Short task 1
Reproduce the rows below verbatim, starting at the line that contains "# test: mark the silver necklace, one" and ending at the line that contains "Target: drop earring", with both of those lines included. Leave the pictures out of your answer.
= = =
# FE exam FAQ



## GTE_Admin (May 16, 2007)

This morning I talked to one of my friend who is in final year of Engineering. I introduced him to GTE Services site. To my great surprise, he (and most of his friends) seem to unaware of this FE exam. What I recall is in most of the universities, professors encourage students to take the test, and a few offer free preparation classes to their students. Well I ended up writing separate email to him explaining quick info about FE exam. Please feel free to add a few points or criticize me.

Thanks,

GTE_Admin

www.GTEservices.com

Fundamentals of Engineering (FE/EIT) exam:

Quick Facts:

1. Official Site: www.ncees.org

2. Why to take it?: First step towards Professional Engineering (PE) license, added qualification, more career opportunities.

3. When: twice a year (in April and October)

4. How long?: 8 hours (2 sessions of 4 hours each)

5. Morning session: 4 hours, 120 problems, 120 points

6. Afternoon session: 4 hours, 60 problems, 120 points

7. Multiple choice, no negative penalty

8. How to study: NCEES supplied reference book, Lindenberg book, Engineerboards.com forum for peer help, local university classes, GTEservices.com

9. Topics covered: Everything you have learned in Engineering


----------



## RIP - VTEnviro (May 16, 2007)

6. Mention the afternoon depth sections.

8. As much as this one pains me: Call out PPI's study guide page, and it's spelled Lindeburg.

9. Link to the official exam syllabus on the NCEES site.


----------



## redrum (May 24, 2007)

how do people go through 4 years of college and not hear about the EIT/FE ?

For us it was always, if your lucky enough to graduate, then you get to take an 8 hour exam followed by another 8 hour exam.


----------



## grover (May 25, 2007)

I didn't hear about until my senior year on the last day to register for the april exam, and I didn't have the $150 or whatever it took to register. It was quite simply never mentioned any other time, by students or faculty.

I ended up taking it last year, 8 years after graduation...


----------



## MA_PE (May 25, 2007)

ce hopeful said:


> how do people go through 4 years of college and not hear about the EIT/FE ?
> For us it was always, if your lucky enough to graduate, then you get to take an 8 hour exam followed by another 8 hour exam.


Back in the 80's when I was in a ME program we only had one professor that even mentioned the P.E. His memorable quote about the P.E. was "that and a quarter will get you a cup of coffee." I believe the coffee vending machines were ~.25 back then.

In academia, there is not much need for the PE. I believe the field that stresses it the most is Civil. Other engineering fields put little to no emphasis on it during school. My 0.02


----------



## ktulu (May 25, 2007)

Outside of a little prep class for the FE, it was never mentioned in college either. And I don't think you were even required to take the prep class anyway...
= = =
Short task 2
According to the FE exam thread, in which months is the exam given?
= = =
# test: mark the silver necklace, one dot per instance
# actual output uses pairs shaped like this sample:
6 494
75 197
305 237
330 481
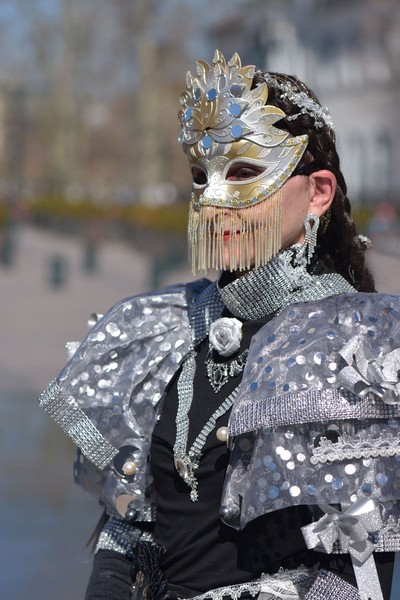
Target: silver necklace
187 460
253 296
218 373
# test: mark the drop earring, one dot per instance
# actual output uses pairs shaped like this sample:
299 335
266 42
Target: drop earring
= = =
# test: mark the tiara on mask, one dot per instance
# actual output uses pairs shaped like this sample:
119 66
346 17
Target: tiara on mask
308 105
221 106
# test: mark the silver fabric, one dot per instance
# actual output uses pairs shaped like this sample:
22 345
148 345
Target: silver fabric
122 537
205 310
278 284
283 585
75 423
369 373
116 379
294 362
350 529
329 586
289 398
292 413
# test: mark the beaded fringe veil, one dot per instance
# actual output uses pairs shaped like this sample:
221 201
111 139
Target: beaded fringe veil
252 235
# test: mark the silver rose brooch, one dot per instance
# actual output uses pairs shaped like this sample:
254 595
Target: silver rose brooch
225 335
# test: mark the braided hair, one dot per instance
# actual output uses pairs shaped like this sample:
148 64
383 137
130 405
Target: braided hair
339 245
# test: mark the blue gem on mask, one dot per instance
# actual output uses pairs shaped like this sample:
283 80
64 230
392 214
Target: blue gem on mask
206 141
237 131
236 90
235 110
= = =
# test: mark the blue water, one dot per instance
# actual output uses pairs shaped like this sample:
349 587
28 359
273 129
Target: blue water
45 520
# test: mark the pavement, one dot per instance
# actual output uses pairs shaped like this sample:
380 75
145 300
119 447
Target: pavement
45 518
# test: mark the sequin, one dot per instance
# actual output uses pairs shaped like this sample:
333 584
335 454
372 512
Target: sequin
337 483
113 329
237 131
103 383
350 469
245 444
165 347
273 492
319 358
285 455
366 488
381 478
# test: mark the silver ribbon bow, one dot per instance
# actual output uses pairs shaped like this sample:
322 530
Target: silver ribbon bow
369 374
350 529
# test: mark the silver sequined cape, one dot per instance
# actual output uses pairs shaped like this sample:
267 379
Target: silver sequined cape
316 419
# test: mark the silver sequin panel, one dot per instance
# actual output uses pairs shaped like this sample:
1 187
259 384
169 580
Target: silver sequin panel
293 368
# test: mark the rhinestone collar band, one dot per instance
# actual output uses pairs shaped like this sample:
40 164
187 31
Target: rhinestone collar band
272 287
= = =
Exercise result 1
# test: mark the silver necklace, one dot per instance
# actual output uses pairs shaped like this sample:
6 494
75 197
305 237
330 481
Target: silver necklace
187 460
253 296
218 373
# test: mark the drop earring, one dot per instance
# actual output uses pairs shaped like this sample:
299 335
266 42
Target: drop earring

Exercise result 2
April and October.